## Task to complete
Precisely the lines from the one with "output_spec: JSON list" through the end of the data, both included, must make up the response, each restated word for word.
─── Supplied data
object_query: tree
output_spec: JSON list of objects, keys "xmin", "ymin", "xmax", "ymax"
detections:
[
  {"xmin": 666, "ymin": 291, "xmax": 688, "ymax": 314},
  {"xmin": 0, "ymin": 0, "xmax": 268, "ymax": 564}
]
──────
## Answer to this problem
output_spec: JSON list of objects, keys "xmin", "ymin", "xmax", "ymax"
detections:
[
  {"xmin": 666, "ymin": 291, "xmax": 688, "ymax": 314},
  {"xmin": 0, "ymin": 0, "xmax": 268, "ymax": 564}
]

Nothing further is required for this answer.